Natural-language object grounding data
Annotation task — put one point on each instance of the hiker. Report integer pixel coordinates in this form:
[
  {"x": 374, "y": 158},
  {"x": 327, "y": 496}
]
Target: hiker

Task details -
Say, as a single number and nothing more, how many lines of the entries contain the word "hiker".

The answer -
2